The right or wrong word can make all the difference when you’re
trying to achieve your goal. I could write for days about the power of words
and the effect they have on people but I only have about 450 words in this
Keep it real. If you know you are smart, you don’t need to rub it
in my face with fancy big words. If your goal is to be relatable, then you do
not want to alienate your listener.
My dad is a transfemoral amputee as a result of a traumatic amputation.
He has been retired for more than 10 years now. But back in the day, every once
in a while a new patient, orthotic or prosthetic, used to ask him why he walked
funny or if he had a bum knee. So he would knock on his prosthesis and say,
“I have a wooden leg. I got run over by a truck when I was a little
boy.” I don’t think I ever heard him say “I’m a
transfemoral amputee as a result of a traumatic injuries sustained in a
MVA.” Now, maybe if he was speaking to a physician or therapist he would
have, but I don’t recall any of them ever asking why he walked funny or if
he had a bum knee.
Keep it simple
Keep it simple. This doesn’t mean that you have to limit your
number of words. But it does mean that short, simple words are better at
getting your point across. My dad might not be as well-known as President
Abraham Lincoln but they both had the same idea.
According to salesvantage.com, “The Gettysburg Address is 271 words
long. Two hundred and twenty of them, 81%, are just one syllable.”
Keep it active. I don’t know why but a lot of people like to write
in the passive voice. Maybe they think it makes them sound smarter. It
doesn’t. Let’s play a game. We will take some effective marketing
messages and “passive-fy” them. Ready? Nike says “It will just
be done by you.” United Negro College Fund says “It is a terrible
thing to waste a mind.” Perdue says “A tender chicken is made by a
tough man.” It gives you a whole different feeling. When you know what the
original message was the passive message sounds ridiculous, doesn’t it?
Keep it positive. Think about some of the phrases that are being used in
marketing and advertising today. “Preowned” instead of
“used” is a good example. Sounds so much nicer, right? I don’t
know what Abraham Lincoln would say about “preowned” instead of
“used” but I do know that it is a pretty popular way of describing
“used” everything from cars to furniture to clothes. When it comes to
being positive, I think it is more about managing expectations positively. We
want a positive connotation even if we have to use words that might be a little
longer than the ones Ole Abe would have used. And in 2011 “preowned”
has a much more positive connotation than “used.”
As a salesperson, O&P practitioner or administrator, you probably
use a lot of the same “bits” day in and day out. I know I do. The
next time you catch yourself giving your spiel, write it down and see if you
can tell what your words are saying. Are you keeping it real, simple, active
and positive? No? It might just be time to re-read the Gettysburg Address.

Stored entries
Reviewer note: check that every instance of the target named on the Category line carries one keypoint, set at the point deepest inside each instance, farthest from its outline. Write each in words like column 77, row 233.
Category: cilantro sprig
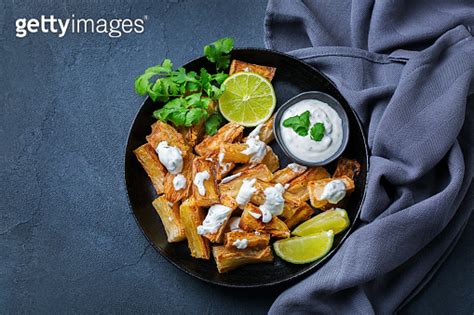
column 300, row 124
column 187, row 94
column 317, row 131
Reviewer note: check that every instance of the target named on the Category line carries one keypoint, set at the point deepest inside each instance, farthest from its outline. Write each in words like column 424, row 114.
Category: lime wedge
column 335, row 220
column 248, row 99
column 304, row 249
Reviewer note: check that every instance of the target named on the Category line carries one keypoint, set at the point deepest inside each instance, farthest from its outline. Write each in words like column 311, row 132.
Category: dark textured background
column 68, row 240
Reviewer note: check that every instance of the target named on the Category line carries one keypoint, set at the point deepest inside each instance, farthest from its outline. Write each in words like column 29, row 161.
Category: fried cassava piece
column 217, row 171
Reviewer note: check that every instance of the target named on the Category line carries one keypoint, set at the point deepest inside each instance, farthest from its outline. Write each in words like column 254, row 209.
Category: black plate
column 292, row 77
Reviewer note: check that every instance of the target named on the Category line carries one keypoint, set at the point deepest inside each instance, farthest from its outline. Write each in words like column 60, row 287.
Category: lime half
column 304, row 249
column 335, row 220
column 248, row 99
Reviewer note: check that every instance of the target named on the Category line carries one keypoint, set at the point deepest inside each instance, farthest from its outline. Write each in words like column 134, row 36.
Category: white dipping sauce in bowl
column 305, row 148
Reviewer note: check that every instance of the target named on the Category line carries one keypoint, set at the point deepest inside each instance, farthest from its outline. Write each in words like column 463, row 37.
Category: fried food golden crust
column 248, row 222
column 147, row 157
column 161, row 131
column 303, row 213
column 169, row 215
column 229, row 259
column 298, row 186
column 230, row 190
column 211, row 193
column 226, row 134
column 191, row 217
column 177, row 195
column 287, row 174
column 316, row 188
column 253, row 239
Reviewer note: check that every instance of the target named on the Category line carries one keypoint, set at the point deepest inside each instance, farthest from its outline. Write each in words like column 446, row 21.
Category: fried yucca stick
column 298, row 186
column 232, row 152
column 270, row 160
column 265, row 133
column 249, row 222
column 229, row 259
column 303, row 213
column 148, row 158
column 254, row 240
column 230, row 190
column 211, row 191
column 316, row 188
column 218, row 237
column 161, row 131
column 347, row 167
column 226, row 134
column 169, row 215
column 287, row 174
column 191, row 217
column 291, row 201
column 171, row 193
column 242, row 66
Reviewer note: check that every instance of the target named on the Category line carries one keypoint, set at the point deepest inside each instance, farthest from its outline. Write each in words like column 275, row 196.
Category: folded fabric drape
column 407, row 69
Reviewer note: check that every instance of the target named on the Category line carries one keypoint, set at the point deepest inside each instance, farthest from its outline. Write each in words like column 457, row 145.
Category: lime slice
column 248, row 99
column 335, row 220
column 304, row 249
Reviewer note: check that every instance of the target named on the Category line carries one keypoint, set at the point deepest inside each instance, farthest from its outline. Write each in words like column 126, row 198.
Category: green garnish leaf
column 195, row 116
column 213, row 123
column 299, row 123
column 218, row 52
column 317, row 131
column 187, row 95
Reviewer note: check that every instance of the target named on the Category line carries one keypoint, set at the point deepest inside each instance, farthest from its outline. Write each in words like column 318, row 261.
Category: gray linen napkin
column 407, row 68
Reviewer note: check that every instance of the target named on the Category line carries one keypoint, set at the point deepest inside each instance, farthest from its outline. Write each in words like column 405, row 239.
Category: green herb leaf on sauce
column 317, row 131
column 186, row 95
column 299, row 123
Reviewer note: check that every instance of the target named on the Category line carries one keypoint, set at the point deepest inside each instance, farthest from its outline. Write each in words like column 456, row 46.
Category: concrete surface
column 69, row 242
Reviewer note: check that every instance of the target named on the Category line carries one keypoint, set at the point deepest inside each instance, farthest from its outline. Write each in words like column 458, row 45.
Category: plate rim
column 299, row 274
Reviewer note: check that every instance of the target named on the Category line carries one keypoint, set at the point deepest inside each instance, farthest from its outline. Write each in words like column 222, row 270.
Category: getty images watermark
column 114, row 28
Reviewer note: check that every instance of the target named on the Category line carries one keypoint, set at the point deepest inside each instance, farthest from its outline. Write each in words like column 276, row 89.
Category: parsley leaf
column 317, row 131
column 218, row 52
column 299, row 123
column 213, row 123
column 187, row 95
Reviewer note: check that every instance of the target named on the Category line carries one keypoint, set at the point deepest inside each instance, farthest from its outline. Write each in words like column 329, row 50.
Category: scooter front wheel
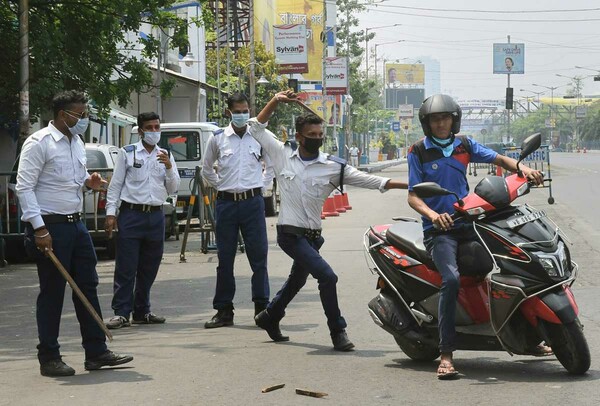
column 569, row 346
column 417, row 351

__TASK GOAL__:
Write out, word for word, the portion of the article on word choice that begins with "The right or" and runs on through "alienate your listener.".

__TASK ANSWER__:
The right or wrong word can make all the difference when you’re
trying to achieve your goal. I could write for days about the power of words
and the effect they have on people but I only have about 450 words in this
Keep it real. If you know you are smart, you don’t need to rub it
in my face with fancy big words. If your goal is to be relatable, then you do
not want to alienate your listener.